Written request: Copy everything from the start of the listing down to the line containing "x=319, y=631", both ends included, character for character.

Material for the task:
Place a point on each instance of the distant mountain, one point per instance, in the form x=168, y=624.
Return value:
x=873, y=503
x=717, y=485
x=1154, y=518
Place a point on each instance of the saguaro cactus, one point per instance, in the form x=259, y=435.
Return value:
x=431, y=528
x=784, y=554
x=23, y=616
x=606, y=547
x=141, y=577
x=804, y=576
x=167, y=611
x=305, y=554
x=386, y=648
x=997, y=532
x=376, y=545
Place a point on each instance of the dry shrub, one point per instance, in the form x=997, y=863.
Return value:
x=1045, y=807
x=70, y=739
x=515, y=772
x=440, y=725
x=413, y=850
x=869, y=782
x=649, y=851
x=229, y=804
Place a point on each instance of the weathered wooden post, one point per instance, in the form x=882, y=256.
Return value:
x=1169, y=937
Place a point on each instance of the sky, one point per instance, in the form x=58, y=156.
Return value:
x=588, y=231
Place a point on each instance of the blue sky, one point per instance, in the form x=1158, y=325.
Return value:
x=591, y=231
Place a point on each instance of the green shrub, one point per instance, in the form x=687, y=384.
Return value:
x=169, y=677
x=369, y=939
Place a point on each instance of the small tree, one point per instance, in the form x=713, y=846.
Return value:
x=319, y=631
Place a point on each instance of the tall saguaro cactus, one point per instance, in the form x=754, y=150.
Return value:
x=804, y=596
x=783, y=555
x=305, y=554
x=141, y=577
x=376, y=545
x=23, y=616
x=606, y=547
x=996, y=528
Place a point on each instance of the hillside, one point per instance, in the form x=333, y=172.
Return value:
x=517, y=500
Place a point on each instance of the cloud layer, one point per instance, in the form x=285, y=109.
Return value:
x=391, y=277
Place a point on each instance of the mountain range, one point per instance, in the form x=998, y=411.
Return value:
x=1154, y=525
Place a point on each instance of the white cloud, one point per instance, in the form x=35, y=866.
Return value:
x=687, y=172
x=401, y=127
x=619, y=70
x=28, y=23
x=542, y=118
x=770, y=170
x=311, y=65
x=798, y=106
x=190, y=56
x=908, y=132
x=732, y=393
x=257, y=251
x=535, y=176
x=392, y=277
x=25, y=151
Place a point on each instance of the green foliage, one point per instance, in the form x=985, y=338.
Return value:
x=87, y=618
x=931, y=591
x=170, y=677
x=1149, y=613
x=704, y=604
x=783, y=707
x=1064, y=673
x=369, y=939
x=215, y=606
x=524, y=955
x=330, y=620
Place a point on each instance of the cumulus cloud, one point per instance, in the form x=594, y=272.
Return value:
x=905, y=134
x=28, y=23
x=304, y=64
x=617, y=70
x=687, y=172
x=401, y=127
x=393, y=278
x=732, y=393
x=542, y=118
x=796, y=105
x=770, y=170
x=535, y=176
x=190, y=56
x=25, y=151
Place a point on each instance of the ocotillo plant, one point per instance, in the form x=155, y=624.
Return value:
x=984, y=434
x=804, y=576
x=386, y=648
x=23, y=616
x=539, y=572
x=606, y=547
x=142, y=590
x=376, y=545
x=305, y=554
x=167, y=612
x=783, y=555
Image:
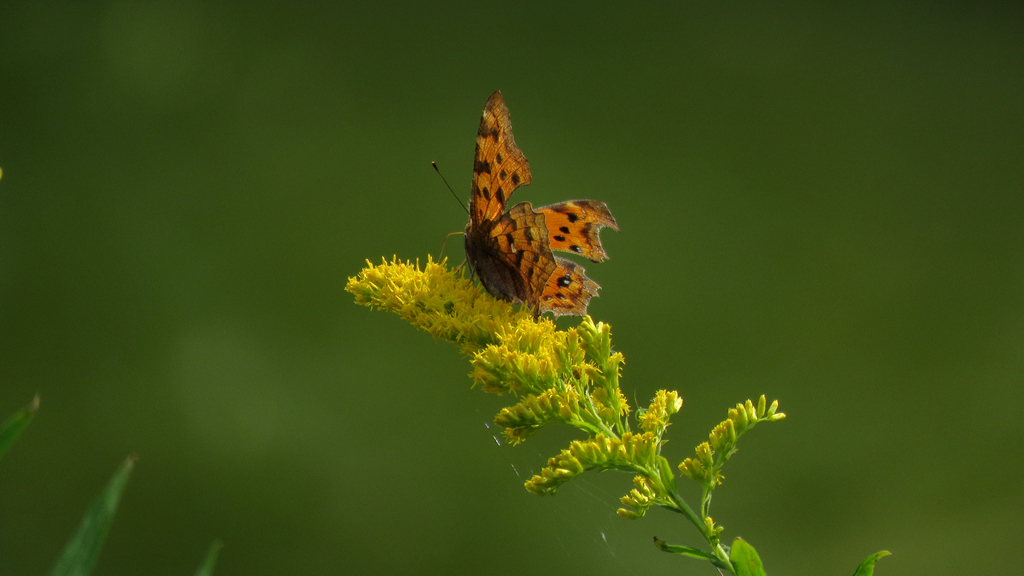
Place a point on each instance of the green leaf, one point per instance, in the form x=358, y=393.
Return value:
x=866, y=568
x=11, y=427
x=80, y=554
x=206, y=569
x=744, y=560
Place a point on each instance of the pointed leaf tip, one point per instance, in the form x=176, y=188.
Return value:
x=745, y=560
x=866, y=568
x=82, y=551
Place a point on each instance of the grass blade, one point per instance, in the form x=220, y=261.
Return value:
x=12, y=427
x=80, y=554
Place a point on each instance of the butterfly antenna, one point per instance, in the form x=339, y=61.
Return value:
x=459, y=200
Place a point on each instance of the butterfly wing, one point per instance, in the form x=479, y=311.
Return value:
x=574, y=227
x=499, y=167
x=567, y=290
x=522, y=260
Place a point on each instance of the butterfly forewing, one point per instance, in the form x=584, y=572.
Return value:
x=500, y=166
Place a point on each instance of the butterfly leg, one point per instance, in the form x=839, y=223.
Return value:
x=445, y=242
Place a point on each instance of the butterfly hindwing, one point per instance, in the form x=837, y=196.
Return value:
x=568, y=290
x=574, y=227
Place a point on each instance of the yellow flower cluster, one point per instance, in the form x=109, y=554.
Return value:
x=568, y=376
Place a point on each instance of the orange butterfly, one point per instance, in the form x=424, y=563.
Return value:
x=511, y=251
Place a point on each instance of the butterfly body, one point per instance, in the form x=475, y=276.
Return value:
x=511, y=251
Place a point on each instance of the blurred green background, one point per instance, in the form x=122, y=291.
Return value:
x=818, y=202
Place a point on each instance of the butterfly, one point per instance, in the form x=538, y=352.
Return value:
x=511, y=251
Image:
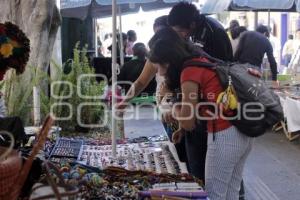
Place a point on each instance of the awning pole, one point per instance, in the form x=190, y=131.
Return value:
x=121, y=38
x=114, y=77
x=96, y=37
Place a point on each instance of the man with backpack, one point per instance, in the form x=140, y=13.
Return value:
x=228, y=145
x=252, y=47
x=207, y=32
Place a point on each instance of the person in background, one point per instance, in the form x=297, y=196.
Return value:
x=14, y=54
x=131, y=38
x=252, y=47
x=124, y=37
x=235, y=36
x=106, y=43
x=288, y=50
x=228, y=148
x=207, y=32
x=232, y=25
x=132, y=69
x=160, y=22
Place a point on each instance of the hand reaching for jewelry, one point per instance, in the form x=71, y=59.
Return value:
x=177, y=136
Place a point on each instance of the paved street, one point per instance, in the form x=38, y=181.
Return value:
x=272, y=170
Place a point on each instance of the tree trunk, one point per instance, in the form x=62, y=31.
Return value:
x=40, y=20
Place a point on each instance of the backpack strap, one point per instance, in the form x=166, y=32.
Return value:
x=190, y=63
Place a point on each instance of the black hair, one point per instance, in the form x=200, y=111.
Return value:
x=139, y=50
x=233, y=24
x=161, y=21
x=168, y=48
x=263, y=29
x=236, y=32
x=183, y=15
x=131, y=34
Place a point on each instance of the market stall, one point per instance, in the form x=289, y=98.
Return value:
x=289, y=99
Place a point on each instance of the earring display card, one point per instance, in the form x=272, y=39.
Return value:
x=66, y=148
x=155, y=157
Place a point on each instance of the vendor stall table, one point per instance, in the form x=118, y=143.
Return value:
x=290, y=101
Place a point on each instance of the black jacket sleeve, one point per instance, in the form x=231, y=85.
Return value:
x=272, y=61
x=236, y=56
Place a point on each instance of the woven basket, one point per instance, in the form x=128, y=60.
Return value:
x=10, y=167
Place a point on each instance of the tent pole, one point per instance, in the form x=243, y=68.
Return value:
x=255, y=19
x=96, y=36
x=114, y=77
x=121, y=38
x=269, y=19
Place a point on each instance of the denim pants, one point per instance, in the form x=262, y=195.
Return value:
x=225, y=160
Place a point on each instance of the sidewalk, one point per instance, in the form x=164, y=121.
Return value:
x=272, y=171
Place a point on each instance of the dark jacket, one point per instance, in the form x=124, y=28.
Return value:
x=214, y=39
x=252, y=48
x=131, y=71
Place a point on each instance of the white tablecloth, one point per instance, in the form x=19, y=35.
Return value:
x=291, y=108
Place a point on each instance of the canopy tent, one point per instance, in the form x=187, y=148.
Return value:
x=102, y=8
x=217, y=6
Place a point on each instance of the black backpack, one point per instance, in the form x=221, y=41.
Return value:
x=253, y=95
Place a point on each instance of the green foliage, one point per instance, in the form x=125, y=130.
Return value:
x=18, y=92
x=18, y=89
x=88, y=86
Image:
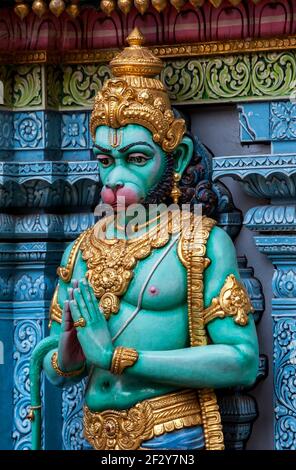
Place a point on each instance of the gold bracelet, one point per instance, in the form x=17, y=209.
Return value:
x=73, y=373
x=122, y=358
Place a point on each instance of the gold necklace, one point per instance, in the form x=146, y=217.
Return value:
x=110, y=261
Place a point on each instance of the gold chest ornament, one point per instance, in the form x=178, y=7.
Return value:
x=110, y=262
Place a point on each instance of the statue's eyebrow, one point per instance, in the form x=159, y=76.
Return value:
x=102, y=149
x=133, y=144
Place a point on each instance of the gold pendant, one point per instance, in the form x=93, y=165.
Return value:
x=110, y=263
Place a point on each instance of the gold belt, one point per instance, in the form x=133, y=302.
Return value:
x=126, y=430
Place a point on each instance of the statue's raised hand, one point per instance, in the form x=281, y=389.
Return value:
x=93, y=332
x=70, y=353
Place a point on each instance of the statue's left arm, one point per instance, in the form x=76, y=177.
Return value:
x=232, y=357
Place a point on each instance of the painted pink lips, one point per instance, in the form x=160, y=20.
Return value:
x=120, y=197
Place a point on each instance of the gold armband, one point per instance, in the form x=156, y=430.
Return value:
x=233, y=301
x=122, y=358
x=73, y=373
x=55, y=310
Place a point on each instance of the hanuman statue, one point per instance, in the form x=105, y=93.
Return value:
x=158, y=318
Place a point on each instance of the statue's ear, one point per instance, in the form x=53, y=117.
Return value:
x=183, y=154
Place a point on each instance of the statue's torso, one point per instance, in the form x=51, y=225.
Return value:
x=161, y=324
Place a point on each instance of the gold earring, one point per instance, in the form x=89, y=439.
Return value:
x=176, y=192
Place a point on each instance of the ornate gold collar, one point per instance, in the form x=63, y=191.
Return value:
x=110, y=261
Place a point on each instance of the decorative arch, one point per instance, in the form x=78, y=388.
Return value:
x=188, y=26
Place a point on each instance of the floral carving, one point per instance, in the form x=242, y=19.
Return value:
x=285, y=383
x=283, y=121
x=75, y=129
x=28, y=130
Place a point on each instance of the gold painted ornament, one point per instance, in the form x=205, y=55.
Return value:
x=136, y=96
x=110, y=262
x=125, y=5
x=57, y=7
x=39, y=7
x=159, y=5
x=21, y=9
x=108, y=6
x=73, y=10
x=141, y=5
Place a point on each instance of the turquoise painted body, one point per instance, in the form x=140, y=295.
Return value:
x=160, y=331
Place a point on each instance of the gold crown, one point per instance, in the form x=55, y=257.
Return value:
x=135, y=96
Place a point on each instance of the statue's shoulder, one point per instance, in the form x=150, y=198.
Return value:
x=69, y=258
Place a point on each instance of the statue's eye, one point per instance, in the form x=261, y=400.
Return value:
x=137, y=159
x=105, y=160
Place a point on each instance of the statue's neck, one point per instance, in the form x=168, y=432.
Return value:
x=135, y=225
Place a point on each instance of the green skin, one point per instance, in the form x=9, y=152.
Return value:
x=160, y=331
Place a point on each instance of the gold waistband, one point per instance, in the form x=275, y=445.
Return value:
x=126, y=430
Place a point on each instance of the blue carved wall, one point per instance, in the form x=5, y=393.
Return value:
x=268, y=177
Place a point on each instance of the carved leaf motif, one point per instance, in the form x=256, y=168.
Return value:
x=27, y=86
x=82, y=83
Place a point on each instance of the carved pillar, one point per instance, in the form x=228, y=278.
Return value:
x=48, y=186
x=273, y=177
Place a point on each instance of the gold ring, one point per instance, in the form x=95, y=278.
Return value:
x=81, y=322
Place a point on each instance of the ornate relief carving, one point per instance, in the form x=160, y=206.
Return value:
x=284, y=380
x=27, y=334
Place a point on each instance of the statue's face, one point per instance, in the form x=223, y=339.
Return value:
x=131, y=163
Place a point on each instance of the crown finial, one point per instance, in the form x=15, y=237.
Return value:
x=135, y=38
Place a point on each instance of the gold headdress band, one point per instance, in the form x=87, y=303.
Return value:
x=135, y=96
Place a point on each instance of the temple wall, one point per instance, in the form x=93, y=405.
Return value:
x=234, y=70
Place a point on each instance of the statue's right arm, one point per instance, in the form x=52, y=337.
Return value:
x=67, y=342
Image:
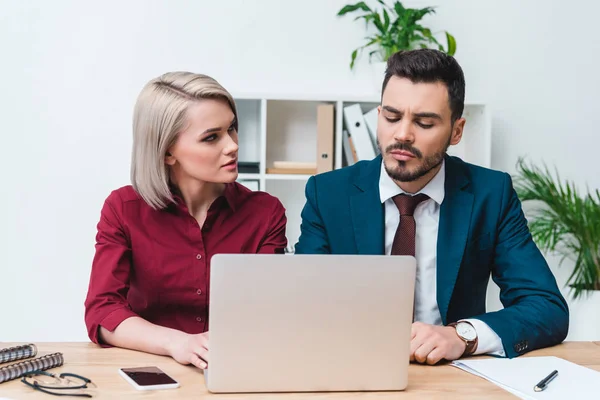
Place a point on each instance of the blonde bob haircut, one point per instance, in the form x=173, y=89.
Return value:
x=159, y=116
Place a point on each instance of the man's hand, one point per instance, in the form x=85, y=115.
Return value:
x=430, y=343
x=190, y=349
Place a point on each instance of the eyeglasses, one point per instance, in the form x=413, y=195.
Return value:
x=66, y=384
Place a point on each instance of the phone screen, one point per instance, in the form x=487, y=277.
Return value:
x=148, y=376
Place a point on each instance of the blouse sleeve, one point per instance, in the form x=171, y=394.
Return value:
x=106, y=303
x=275, y=241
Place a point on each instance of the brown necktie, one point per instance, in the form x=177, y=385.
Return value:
x=404, y=240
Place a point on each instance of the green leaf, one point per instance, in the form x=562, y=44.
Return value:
x=354, y=54
x=399, y=8
x=563, y=222
x=353, y=7
x=451, y=44
x=386, y=20
x=378, y=24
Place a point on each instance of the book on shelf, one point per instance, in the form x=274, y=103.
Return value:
x=248, y=167
x=371, y=122
x=357, y=128
x=325, y=133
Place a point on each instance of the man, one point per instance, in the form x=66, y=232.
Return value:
x=461, y=222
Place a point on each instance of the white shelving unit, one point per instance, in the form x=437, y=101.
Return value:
x=284, y=128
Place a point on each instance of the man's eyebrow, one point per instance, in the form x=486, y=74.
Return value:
x=391, y=109
x=428, y=115
x=212, y=130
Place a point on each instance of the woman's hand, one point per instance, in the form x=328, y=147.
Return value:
x=186, y=348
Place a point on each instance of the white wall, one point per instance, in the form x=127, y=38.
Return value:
x=71, y=71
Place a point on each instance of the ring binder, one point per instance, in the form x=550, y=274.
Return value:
x=17, y=353
x=17, y=370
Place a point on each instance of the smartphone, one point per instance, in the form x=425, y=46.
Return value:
x=148, y=378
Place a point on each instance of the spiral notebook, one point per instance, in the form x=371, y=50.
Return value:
x=21, y=368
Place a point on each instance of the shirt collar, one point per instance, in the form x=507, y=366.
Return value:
x=434, y=189
x=230, y=196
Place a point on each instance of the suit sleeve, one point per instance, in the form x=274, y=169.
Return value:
x=313, y=236
x=535, y=314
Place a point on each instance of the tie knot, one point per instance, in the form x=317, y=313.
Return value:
x=406, y=204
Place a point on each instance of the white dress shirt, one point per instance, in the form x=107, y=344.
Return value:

Response:
Place a point on each instance of the distant mountain, one point per instance, in the form x=168, y=624.
Return value:
x=873, y=503
x=717, y=485
x=1154, y=518
Place a point on each instance of the saguaro cactus, one point per instance, in the form x=259, y=435.
Return value:
x=431, y=528
x=784, y=554
x=23, y=616
x=606, y=547
x=141, y=577
x=804, y=576
x=167, y=611
x=305, y=554
x=386, y=648
x=997, y=532
x=376, y=545
Place a point on each instance of the dry shrub, one point per instance, in the form x=997, y=863.
Return value:
x=1045, y=807
x=70, y=739
x=515, y=772
x=440, y=725
x=413, y=850
x=869, y=782
x=649, y=851
x=229, y=804
Place a point on each instance of the weathered wooden post, one point per instance, in the form x=882, y=256.
Return value:
x=1169, y=937
Place a point on each instance of the sky, one point per instance, in the form x=58, y=156.
Return value:
x=588, y=231
Place a point on each instance of the blue sky, one point per instance, in the form x=1158, y=325.
Return value:
x=591, y=231
Place a point on each instance of the green shrub, one point per instance, in the form x=687, y=384.
Return value:
x=169, y=677
x=369, y=939
Place a point on each instance of the small tree, one point per instance, in the form x=713, y=846.
Return value:
x=319, y=631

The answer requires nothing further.